• **引用テキスト**
::::::
綴:ちなみに、恋一さんが僕をヴォーカルに選んだのは、「明日死にそうだから」って理由ですからね。「あ、こいつステージで死ぬなー」と思ったらしくて「一緒にバンドやろ」って思ったらしいですよ。
――あの鬼気迫るライブを観れば納得です。
メト:………………………。
るあな:ちなみに僕は昨日、恋一に「きみは天使みたいな存在だ」って言われた、と言っています。
綴:え、それ、明日死にそうなんじゃなくて、もう死んでるってこと?
全員:(笑)
◆バンドの名刺代わりです(MiA)
――今回のシングルコレクションはどんな位置づけの作品ですか?
MiA:バンドの名刺代わりですね。MEJIBRAYは曲が多いから、バンドを紹介するとき、どのCDを渡したらいいかわからないじゃないですか。でも、これを1枚渡せばわかってもらえるなと。これを聴いて引っかかるものがあったら他の音源も聴いてもらって。
綴:うん。『MESSIAH.bat』(2013年リリースのミニアルバム)を買って…
MiA:『Slivers.exe』(2011年リリースのミニアルバム)も買って…、シングルを全部揃えて…、DVDまでコンプリートしてもらえればと思います(笑)。
――それにしても、今回10曲を改めて聴き直してみて、MEJIBRAYの楽曲はメタル色が強いのに、メロが美しくて本当に聴きやすいと思いました 。
綴:バンドを始めた当初から「歌えるメロディ」「耳に残るメロディ」というのを掲げていたんです。シングル曲だけ並べるとそこが際立ちますよね。
――収録された10曲の中で、自分のターニングポイントになった曲はありますか?
::::::
• **取り組む課題**
**A)** MEJIBRAYのインタビューで、MiAは今回のシングルコレクションをどんな位置づけの作品だと述べていますか。
**B)** MEJIBRAYのインタビューの続きを、最後の問いに続けて書き足してください。
::::::
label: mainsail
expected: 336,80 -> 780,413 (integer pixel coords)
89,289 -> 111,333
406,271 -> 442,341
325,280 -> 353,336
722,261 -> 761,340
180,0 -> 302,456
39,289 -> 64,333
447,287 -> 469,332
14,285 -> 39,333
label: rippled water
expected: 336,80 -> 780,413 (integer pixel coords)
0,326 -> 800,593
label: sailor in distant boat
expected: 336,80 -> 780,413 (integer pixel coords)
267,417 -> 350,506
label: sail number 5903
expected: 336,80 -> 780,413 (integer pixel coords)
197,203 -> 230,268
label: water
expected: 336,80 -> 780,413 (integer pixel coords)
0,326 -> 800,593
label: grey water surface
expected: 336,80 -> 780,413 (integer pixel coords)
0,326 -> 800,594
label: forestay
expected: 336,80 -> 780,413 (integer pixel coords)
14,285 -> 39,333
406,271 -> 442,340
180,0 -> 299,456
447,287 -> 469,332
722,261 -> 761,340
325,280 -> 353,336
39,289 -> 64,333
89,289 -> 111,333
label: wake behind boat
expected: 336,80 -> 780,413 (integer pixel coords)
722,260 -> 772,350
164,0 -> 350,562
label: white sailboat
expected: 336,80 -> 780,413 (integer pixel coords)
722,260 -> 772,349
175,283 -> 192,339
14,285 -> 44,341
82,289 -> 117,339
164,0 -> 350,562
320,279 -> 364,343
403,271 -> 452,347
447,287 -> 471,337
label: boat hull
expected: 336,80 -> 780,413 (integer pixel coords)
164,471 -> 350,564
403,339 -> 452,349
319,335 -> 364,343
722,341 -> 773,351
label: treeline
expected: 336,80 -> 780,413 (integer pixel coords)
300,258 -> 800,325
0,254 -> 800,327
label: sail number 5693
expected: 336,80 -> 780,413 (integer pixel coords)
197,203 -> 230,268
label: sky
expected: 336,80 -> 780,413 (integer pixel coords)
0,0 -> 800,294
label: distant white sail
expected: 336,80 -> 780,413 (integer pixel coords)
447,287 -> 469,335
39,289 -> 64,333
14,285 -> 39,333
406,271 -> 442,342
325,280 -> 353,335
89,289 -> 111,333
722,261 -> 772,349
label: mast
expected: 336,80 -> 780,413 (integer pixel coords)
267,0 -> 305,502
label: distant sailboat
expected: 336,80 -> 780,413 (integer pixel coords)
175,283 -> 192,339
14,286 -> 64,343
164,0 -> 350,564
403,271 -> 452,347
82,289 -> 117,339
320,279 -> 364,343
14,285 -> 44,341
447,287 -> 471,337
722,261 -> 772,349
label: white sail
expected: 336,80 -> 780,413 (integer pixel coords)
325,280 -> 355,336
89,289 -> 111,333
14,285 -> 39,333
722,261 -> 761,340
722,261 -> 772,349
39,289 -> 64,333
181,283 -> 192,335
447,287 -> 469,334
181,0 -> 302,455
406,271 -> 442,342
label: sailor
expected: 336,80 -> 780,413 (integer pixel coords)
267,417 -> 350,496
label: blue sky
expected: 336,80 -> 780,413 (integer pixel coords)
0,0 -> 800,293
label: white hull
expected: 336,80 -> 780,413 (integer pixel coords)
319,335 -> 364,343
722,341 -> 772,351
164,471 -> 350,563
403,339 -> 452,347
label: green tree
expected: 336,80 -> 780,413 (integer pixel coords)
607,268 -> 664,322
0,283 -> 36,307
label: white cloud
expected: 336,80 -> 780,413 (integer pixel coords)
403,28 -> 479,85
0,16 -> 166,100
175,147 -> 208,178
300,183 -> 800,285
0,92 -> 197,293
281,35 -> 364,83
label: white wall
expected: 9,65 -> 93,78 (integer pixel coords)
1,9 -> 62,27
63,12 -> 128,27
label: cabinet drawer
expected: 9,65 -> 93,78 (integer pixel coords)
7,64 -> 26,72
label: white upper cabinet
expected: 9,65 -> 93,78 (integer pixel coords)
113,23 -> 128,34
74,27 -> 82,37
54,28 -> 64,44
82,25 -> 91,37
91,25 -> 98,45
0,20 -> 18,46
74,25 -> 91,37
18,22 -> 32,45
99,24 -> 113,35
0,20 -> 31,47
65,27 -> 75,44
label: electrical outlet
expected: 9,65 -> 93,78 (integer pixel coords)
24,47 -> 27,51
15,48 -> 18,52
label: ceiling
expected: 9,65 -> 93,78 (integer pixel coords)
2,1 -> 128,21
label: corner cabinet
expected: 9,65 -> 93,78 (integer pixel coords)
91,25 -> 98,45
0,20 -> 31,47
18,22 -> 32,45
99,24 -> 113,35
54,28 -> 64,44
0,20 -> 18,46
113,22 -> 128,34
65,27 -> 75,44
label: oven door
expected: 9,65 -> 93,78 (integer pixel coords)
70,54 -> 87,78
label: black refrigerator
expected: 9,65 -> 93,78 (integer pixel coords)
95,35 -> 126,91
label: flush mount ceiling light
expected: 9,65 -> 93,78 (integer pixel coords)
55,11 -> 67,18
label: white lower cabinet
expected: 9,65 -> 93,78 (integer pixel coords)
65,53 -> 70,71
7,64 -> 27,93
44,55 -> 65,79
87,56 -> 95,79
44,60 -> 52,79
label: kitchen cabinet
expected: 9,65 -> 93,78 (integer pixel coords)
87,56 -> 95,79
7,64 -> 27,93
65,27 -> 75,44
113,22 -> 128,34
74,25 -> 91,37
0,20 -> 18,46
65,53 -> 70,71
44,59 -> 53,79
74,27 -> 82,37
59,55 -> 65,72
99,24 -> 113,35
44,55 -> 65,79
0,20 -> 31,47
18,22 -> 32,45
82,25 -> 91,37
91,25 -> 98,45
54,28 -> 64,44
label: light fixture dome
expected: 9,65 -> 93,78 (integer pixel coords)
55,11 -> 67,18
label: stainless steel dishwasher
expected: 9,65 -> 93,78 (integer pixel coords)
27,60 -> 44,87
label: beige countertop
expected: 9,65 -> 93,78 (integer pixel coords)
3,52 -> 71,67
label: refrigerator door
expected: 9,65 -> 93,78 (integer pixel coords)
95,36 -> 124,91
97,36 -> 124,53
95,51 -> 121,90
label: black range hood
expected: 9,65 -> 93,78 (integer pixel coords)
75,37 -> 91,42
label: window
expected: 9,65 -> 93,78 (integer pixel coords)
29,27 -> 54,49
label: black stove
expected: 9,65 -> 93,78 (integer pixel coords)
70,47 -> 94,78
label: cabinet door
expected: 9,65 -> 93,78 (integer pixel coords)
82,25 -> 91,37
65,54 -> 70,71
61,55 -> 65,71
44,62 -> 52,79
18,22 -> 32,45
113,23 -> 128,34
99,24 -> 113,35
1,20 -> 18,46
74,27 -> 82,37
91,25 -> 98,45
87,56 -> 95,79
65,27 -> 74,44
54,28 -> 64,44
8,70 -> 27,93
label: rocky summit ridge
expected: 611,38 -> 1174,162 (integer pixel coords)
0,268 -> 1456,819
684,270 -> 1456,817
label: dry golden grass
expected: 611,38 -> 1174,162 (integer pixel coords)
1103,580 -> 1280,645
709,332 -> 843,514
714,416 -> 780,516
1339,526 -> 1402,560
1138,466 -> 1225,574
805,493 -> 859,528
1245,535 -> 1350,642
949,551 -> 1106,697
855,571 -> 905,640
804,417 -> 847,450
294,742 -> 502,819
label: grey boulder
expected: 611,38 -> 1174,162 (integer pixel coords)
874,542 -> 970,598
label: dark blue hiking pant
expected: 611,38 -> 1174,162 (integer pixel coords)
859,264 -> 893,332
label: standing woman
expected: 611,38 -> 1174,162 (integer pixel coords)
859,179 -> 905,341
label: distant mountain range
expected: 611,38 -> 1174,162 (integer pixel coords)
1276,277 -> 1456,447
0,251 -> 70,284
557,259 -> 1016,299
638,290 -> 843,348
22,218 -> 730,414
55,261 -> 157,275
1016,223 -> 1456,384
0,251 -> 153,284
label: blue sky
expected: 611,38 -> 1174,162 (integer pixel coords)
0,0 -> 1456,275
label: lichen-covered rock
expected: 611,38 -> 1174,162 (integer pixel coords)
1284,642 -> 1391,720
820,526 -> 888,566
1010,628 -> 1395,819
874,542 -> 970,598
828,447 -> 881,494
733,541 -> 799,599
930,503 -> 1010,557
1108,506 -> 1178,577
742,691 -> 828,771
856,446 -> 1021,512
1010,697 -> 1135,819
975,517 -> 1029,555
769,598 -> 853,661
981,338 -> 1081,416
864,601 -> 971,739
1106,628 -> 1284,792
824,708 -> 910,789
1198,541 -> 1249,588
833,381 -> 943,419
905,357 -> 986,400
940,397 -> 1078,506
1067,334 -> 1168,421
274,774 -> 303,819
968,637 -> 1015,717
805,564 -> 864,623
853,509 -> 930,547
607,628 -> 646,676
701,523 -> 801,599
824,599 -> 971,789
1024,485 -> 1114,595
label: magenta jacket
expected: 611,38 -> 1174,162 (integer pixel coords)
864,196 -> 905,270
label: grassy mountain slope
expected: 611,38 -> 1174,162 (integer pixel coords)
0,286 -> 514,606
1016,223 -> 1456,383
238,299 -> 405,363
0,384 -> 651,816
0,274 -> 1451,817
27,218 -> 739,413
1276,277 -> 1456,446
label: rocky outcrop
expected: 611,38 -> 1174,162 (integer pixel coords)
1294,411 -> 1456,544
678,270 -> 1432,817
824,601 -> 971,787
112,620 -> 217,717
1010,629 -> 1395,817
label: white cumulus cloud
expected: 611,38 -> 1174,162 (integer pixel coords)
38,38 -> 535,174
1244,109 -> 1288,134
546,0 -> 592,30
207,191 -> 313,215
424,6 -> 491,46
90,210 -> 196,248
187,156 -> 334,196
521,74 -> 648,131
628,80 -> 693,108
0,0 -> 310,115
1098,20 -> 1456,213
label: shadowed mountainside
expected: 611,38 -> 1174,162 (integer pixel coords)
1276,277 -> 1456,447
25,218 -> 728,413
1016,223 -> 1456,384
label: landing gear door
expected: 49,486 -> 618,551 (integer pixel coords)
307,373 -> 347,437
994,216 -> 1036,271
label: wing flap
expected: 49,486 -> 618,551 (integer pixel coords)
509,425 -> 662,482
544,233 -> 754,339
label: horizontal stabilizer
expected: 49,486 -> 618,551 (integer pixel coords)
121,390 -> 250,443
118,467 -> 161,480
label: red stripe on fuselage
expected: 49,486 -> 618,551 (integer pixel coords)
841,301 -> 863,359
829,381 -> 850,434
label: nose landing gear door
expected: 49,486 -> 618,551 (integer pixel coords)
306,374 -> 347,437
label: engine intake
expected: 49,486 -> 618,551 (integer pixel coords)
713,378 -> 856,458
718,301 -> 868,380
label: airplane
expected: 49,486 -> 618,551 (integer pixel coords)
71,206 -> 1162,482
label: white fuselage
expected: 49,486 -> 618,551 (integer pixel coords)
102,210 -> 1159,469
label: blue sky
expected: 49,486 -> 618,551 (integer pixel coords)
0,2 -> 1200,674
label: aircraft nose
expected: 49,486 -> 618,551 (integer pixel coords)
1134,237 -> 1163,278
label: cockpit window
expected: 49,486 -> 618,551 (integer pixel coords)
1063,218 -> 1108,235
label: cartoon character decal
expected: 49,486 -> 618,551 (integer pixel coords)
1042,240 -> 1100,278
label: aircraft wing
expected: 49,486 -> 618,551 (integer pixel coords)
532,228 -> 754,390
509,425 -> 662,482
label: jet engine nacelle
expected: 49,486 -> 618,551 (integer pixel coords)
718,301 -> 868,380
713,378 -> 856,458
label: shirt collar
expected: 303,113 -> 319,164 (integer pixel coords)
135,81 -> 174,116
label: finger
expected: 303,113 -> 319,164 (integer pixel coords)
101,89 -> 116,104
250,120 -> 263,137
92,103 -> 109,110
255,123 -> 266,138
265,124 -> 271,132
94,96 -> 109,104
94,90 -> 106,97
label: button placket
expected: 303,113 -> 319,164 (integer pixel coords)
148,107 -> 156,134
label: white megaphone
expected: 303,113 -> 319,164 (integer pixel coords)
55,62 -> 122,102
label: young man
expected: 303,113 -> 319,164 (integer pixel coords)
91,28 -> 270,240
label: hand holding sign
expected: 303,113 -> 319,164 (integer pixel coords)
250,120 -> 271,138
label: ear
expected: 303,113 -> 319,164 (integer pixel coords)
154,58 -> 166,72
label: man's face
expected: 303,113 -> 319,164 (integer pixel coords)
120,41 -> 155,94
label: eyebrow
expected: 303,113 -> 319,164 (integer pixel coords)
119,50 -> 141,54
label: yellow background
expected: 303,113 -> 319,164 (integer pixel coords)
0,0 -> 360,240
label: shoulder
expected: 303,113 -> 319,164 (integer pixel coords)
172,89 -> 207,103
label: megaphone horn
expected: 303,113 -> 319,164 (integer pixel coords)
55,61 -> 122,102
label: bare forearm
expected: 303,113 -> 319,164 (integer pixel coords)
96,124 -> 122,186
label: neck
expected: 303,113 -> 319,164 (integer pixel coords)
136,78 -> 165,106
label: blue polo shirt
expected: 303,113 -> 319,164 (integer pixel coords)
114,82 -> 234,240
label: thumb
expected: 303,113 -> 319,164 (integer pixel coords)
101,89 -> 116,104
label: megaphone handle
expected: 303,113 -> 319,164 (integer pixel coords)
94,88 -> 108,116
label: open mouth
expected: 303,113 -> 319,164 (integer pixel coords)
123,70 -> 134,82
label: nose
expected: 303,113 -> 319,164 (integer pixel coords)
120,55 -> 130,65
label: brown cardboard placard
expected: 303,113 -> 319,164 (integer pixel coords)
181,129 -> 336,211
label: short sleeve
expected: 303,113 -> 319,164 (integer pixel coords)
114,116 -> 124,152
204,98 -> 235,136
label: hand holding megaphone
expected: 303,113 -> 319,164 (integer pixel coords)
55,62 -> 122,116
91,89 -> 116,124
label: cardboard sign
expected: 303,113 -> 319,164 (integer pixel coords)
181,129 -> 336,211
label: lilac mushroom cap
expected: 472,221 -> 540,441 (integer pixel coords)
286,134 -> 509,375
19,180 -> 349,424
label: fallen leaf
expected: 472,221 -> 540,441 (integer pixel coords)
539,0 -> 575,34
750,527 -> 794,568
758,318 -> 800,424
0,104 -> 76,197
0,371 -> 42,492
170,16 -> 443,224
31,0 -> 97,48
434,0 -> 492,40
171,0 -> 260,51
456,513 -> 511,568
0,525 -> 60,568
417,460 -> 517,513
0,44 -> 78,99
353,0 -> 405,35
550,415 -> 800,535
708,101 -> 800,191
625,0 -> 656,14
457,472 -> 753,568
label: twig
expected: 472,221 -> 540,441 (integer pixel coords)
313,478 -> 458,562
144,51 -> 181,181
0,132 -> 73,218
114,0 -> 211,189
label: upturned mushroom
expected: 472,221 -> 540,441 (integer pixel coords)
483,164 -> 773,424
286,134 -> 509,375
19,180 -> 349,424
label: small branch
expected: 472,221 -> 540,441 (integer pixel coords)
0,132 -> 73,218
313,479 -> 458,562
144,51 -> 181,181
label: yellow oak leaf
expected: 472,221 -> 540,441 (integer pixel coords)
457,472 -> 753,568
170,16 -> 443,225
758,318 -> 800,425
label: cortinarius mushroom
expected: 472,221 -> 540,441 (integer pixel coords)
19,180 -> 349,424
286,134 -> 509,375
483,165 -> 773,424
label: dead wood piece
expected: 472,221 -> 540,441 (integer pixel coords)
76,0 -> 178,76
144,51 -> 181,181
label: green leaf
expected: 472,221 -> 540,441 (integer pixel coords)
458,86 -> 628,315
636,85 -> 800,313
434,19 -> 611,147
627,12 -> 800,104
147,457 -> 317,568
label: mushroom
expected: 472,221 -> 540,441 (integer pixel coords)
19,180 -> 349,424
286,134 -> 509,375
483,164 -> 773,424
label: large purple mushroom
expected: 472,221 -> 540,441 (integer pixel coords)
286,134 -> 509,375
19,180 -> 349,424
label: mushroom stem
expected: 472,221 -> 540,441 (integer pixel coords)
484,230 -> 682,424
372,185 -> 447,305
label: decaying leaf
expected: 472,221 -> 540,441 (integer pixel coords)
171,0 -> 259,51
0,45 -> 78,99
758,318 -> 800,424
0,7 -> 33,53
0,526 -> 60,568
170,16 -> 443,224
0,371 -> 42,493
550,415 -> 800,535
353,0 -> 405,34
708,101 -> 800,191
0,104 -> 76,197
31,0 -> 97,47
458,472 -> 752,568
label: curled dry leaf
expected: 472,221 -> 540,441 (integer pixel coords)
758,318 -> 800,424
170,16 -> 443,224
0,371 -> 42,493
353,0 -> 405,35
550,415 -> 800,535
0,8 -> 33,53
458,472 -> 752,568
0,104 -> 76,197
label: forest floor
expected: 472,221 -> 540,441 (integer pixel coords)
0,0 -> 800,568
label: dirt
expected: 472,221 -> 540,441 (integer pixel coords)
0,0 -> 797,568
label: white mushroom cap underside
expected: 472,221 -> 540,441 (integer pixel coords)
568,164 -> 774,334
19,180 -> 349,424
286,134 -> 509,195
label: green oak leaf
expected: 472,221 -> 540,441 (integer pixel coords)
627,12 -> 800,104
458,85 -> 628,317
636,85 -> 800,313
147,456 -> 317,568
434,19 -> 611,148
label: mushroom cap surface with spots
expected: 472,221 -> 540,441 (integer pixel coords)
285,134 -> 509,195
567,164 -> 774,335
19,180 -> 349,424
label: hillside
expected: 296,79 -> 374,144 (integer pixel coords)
::::::
• **課題の解答**
**A)** バンドの名刺代わりの作品だと述べています。

**B)**
MiA:うーん、常に進化はしていますけど、変わってはいないんですよ。ギターや機材は変えたりしていますけど、常に全力なので全てがターニングポイントだと思ってます。
メト:………………………。
るあな:服と一緒ですよ。安くてもおしゃれな人は着こなしちゃうじゃないですか、と言っています。
――確かに! では、メトさんのターニングポイントは?
メト:………………………。
るあな:よくよく考えると僕も進化しているだけで、ガラッとは変わったことはないですね。僕であることには変わりないですから、と言っています。
――恋一さんはベースをリッケンバッカーに変えていますが、これが大きな変化に繋がりましたか?
恋一:そうですね。新しいベースは「DIE KUSSE」の時から使っているんですけど、僕的には、このベースで弾いているからこの曲がかっこいいんですよ。僕には音の良し悪しはわからないし、素晴らしいフレーズやニュアンスを入れてくれと言われたら、それは上手いひとや、わかるひとがやればいいと思う。僕は弾きたいベースで弾きたいことを弾いているのが大事なんです。自分にとって必要なアイコンなんですよ。アイアンマンだって、スーツがなければ変身できないじゃないですか。僕には、それがリッケンバッカーという楽器だったってことです。
――では、アイコンを手に入れて本領発揮ですね。
恋一:はい。もう最高ですよ。正直言うと、前のベースの方が、サウンド的には良い音がしていると思うんです。でも僕はリッケンバッカーで弾きたいから弾く。だから、当時の「KILLING ME」と今の「KILLING ME」は、僕にとっては違う曲なんです。
綴:僕は「アプリオリ」で進化しましたね。デビューして1か月くらいの頃、急に声の不調で、今まで出ていた音が出なくなったんです。知り合いのボイストレーナーの先生に相談したら、ヴォーカル変声期だって言われて。今まで出ていた高音と低音の中間が出なくなって、声がガラガラになるから歌うのが嫌になっちゃうんです。レコーディングのたびに「前は出てたのにな…」って思ってましたからね。それでも続けていたら、ちゃんと声が復活してきて。ミッドが出るようになったのが「アプリオリ」です。それ以降は声が違いますし、何より歌うのが楽しいんです。
――突然出るようになるんですか。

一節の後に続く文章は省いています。